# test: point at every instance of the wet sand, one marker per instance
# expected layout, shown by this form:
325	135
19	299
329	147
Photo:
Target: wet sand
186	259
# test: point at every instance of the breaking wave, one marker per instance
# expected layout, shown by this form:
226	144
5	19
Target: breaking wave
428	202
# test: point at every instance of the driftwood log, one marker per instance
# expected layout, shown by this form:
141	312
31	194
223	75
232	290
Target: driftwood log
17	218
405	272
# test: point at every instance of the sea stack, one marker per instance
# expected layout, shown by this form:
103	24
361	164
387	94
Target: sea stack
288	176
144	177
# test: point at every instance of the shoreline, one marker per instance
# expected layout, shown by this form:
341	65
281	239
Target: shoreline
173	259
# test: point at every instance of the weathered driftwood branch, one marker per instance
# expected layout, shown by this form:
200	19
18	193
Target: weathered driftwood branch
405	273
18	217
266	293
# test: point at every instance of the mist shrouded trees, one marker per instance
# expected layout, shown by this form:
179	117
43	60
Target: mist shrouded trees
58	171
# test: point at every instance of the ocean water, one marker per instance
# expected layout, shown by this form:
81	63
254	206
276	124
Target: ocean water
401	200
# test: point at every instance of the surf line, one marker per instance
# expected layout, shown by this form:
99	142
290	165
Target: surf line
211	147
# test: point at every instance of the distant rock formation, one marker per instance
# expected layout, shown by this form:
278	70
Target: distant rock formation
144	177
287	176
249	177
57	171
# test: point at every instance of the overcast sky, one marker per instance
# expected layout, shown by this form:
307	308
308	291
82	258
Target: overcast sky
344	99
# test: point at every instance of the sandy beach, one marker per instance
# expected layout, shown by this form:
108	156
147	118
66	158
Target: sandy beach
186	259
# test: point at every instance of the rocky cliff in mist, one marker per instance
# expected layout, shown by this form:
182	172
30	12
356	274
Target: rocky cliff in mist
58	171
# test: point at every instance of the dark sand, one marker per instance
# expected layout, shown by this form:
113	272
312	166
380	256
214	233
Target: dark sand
::::::::
#### [WRITTEN EXERCISE]
Copy out the lines word for word, from the line that contains "# test: point at every instance of the distant" through the last line above, including both.

#### [FINISHED ANSWER]
# test: point at every instance of the distant rock formation, one marker per instance
# expected layout, shown by this form:
278	70
Target: distant rock formation
144	177
287	176
249	177
57	171
# test: point at every instance of the overcast sky, one marker per instance
# expected layout, shown by this form:
307	308
308	291
82	258
Target: overcast sky
344	99
# test: point at every instance of the sandy beach, one marker per instance
# expected layout, shown by this form:
108	156
147	118
66	158
Target: sandy beach
186	259
# test: point at every instance of the rocky cliff in mist, one marker per instance
# expected layout, shown by this form:
182	172
30	12
356	274
Target: rocky cliff in mist
58	171
# test: point at every instance of the dark sand, one marker per instance
# expected layout, shown by this form:
113	272
312	166
380	256
214	233
Target: dark sand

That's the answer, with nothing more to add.